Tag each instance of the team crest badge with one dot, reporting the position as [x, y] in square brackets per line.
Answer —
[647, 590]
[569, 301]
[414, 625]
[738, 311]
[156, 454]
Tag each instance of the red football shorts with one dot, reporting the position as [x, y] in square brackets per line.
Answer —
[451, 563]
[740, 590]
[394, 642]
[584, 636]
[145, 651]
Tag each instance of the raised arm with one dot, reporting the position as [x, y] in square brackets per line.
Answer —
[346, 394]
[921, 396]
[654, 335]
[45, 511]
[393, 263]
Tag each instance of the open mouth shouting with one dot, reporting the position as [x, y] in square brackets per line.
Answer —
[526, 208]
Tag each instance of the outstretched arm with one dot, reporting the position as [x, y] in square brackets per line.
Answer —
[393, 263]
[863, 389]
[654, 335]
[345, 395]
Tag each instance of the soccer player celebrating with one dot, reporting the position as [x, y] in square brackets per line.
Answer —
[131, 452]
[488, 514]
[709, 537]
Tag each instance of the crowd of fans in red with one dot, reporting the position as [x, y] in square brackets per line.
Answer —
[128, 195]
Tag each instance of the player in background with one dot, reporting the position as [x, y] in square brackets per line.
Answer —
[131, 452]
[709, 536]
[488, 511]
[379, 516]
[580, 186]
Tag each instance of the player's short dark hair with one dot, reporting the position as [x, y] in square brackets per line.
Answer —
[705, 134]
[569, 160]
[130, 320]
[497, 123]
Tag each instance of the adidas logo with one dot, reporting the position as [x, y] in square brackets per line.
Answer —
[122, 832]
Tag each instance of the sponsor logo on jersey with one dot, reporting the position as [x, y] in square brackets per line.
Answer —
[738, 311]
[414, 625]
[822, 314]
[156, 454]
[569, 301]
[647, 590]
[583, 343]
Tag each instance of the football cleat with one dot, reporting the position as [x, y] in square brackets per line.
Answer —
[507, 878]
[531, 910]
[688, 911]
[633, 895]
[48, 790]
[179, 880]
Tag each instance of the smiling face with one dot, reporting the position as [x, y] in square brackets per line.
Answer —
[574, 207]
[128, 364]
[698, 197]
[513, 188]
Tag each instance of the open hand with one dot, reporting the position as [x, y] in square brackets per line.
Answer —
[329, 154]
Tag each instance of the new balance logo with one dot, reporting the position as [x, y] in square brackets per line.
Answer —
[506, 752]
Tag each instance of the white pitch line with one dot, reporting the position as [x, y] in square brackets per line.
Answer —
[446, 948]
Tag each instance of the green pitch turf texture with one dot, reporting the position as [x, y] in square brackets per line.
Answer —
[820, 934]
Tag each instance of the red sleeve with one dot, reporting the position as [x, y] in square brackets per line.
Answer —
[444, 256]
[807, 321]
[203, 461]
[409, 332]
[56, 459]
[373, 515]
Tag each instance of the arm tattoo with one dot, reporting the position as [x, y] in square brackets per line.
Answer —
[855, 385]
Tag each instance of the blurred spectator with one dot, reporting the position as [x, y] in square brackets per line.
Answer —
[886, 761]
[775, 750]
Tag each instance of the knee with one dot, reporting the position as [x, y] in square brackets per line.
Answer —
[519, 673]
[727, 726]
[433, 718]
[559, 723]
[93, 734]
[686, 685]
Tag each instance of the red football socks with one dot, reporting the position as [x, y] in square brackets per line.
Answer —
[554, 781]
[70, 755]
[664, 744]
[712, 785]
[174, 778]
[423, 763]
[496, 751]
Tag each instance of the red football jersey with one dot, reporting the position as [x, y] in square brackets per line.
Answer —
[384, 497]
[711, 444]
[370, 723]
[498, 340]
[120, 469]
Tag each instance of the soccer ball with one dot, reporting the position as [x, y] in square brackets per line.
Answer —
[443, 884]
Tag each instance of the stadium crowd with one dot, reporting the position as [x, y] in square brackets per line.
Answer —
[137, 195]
● ● ● ●
Please copy out each line of the data in which the word "logo" occurs.

Tag each instance of the adidas logo with one dot, reporting the position as [x, y] in square brackets per line.
Tag each instance of the sponsor logo on jersey with one dot, reporting the position as [x, y] in square brackets per line.
Tag each instance of the new balance logo with one dot, reporting the position as [x, y] in square brackets per line.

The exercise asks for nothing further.